**Extrait à lire**

****************

Cette homogénéité des équipes de développement représente un défi majeur. Lorsque les architectes de nos systèmes partagent des perspectives similaires, ils risquent de perpétuer des points de vue qui ne tiennent pas compte de la riche diversité des utilisateurs finaux. C’est comme si on confiait la conception d’une ville entière à un groupe d’urbanistes qui n’auraient jamais quitté leur quartier d’origine, leur vision, aussi brillante soit-elle, resterait inévitablement partielle.
Parfois, c’est la conception même de l’algorithme qui introduit des biais. Les choix effectués dans la configuration des réseaux neuronaux peuvent façonner les résultats de manière biaisée, indépendamment des données d’entrée. Et plus profondément encore, les biais de l’IA peuvent refléter des préjugés ancrés dans la société elle-même. Ces « biais sociétaux » sont particulièrement difficiles à identifier et à tracer, car ils sont souvent normalisés et invisibles pour ceux qui ne sont pas directement touchés par eux, tels des courants marins profonds qui influencent la surface sans jamais se révéler.
Le cas du système de recrutement d’Amazon développé en 2014 en offre une illustration éloquente. Cette IA était censée sélectionner les meilleurs CV parmi les candidats. Malheureusement, le système s’est révélé discriminatoire envers les femmes. Entraîné sur les données historiques des employés d’Amazon, majoritairement des hommes, l’algorithme a « appris » que le genre masculin était un facteur positif pour l’embauche. Sans intervention humaine, il aurait perpétué et amplifié cette inégalité préexistante, tel un écho qui se répercute et s’amplifie entre les parois d’une vallée.
Le lendemain matin, Cerise entre dans son bureau avec un grand tableau blanc qu’elle place contre le mur. « Pour comprendre ces biais, Ada, nous devons d’abord les cartographier comme des explorateurs face à un territoire inconnu. » dit Cerise avec un petit sourire. « Une taxonomie des biais, » complète Ada. « Comme les naturalistes classifiant les espèces, mais pour nos erreurs cognitives et algorithmiques. »

****************

**Données fournies**
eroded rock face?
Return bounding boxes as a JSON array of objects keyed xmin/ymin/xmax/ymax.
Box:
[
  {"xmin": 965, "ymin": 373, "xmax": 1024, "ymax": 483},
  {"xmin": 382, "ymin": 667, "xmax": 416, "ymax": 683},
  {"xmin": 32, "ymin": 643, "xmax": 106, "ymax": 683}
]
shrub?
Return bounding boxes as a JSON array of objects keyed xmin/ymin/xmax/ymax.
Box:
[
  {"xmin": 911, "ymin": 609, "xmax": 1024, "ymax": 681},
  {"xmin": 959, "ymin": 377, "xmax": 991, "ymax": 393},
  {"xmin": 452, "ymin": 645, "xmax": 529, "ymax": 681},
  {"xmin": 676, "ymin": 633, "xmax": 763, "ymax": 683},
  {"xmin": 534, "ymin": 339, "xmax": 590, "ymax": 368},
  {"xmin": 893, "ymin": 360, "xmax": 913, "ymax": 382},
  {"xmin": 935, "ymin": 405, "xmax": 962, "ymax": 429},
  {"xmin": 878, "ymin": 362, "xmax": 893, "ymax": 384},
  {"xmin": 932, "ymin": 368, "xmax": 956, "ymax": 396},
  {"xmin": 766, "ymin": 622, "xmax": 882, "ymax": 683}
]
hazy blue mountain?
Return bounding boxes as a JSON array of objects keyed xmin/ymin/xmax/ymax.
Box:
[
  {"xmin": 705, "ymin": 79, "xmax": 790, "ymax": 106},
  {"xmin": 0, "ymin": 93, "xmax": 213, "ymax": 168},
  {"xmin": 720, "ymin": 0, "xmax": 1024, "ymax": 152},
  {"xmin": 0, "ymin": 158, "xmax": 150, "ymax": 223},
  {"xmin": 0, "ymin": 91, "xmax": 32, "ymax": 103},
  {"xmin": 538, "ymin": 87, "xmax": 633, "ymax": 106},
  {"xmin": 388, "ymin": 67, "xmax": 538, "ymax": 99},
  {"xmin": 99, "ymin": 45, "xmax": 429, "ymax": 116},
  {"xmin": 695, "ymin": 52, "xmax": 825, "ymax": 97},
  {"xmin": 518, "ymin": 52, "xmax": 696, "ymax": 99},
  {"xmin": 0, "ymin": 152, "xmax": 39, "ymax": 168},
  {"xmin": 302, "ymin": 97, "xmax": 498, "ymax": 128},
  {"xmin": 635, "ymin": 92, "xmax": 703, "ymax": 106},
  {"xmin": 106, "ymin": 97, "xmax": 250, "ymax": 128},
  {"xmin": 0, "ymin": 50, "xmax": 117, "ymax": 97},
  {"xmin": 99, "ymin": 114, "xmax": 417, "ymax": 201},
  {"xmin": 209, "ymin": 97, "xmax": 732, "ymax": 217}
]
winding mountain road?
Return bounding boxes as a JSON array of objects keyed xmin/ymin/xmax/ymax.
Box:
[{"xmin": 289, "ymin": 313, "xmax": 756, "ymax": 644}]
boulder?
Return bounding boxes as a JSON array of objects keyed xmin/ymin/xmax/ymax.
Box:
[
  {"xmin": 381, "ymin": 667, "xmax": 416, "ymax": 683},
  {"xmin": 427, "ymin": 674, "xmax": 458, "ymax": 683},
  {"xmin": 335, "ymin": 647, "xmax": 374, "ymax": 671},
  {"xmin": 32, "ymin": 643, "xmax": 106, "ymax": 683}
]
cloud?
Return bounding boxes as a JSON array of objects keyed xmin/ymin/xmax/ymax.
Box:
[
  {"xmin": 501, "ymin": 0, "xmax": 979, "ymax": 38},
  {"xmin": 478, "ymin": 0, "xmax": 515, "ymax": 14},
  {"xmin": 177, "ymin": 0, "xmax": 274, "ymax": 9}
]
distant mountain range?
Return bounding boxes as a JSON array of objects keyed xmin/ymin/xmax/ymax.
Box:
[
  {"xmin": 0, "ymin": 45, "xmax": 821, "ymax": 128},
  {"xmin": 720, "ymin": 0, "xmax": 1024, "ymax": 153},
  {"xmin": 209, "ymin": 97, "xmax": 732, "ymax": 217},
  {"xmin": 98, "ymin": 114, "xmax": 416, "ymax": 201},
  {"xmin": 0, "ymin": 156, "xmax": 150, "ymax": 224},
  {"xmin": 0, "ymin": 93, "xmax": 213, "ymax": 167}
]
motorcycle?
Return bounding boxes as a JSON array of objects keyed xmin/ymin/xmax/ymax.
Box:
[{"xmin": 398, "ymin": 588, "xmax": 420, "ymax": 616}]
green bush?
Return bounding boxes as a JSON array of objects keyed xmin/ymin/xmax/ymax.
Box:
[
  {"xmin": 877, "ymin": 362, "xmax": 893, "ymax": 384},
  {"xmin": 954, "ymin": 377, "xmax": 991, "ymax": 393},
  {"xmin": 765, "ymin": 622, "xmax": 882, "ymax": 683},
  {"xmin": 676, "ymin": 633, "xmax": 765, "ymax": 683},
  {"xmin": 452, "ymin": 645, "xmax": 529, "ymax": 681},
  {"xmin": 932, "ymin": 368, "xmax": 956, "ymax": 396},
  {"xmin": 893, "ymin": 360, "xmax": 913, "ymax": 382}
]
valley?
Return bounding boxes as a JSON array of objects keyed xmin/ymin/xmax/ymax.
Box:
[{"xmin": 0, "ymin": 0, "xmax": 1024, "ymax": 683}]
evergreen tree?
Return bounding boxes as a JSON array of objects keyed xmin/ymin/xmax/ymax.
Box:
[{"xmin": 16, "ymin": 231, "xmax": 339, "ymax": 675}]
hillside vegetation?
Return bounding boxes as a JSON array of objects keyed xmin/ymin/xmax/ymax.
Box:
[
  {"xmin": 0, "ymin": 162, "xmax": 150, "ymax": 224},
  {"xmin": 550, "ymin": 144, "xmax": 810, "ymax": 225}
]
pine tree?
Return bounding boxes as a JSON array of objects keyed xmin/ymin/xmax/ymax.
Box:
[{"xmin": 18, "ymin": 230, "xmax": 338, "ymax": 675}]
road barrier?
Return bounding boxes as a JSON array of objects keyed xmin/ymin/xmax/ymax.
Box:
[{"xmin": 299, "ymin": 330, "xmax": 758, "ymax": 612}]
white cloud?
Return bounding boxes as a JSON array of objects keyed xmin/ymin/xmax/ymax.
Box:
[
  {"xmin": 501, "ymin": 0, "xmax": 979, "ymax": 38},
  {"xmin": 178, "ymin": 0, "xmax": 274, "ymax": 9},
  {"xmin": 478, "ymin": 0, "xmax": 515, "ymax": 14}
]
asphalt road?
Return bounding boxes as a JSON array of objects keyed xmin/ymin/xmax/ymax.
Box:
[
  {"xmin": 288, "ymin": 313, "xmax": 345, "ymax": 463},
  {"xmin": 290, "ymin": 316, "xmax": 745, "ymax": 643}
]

****************

**Consignes de l'exercice**
a. Recopiez, s'il vous plaît, la partie de l'extrait sur les biais de l'IA qui s'ouvre sur les mots contenant « Cette homogénéité des » et se termine par « resterait inévitablement partielle. », en remplaçant « urbanistes » par « ingénieurs ».
b. D'après l'extrait sur les biais de l'IA, envers qui le système de recrutement d'Amazon s'est-il révélé discriminatoire ?

**Réponses dans l'ordre**
a.
Cette homogénéité des équipes de développement représente un défi majeur. Lorsque les architectes de nos systèmes partagent des perspectives similaires, ils risquent de perpétuer des points de vue qui ne tiennent pas compte de la riche diversité des utilisateurs finaux. C’est comme si on confiait la conception d’une ville entière à un groupe d’ingénieurs qui n’auraient jamais quitté leur quartier d’origine, leur vision, aussi brillante soit-elle, resterait inévitablement partielle.

b. Envers les femmes.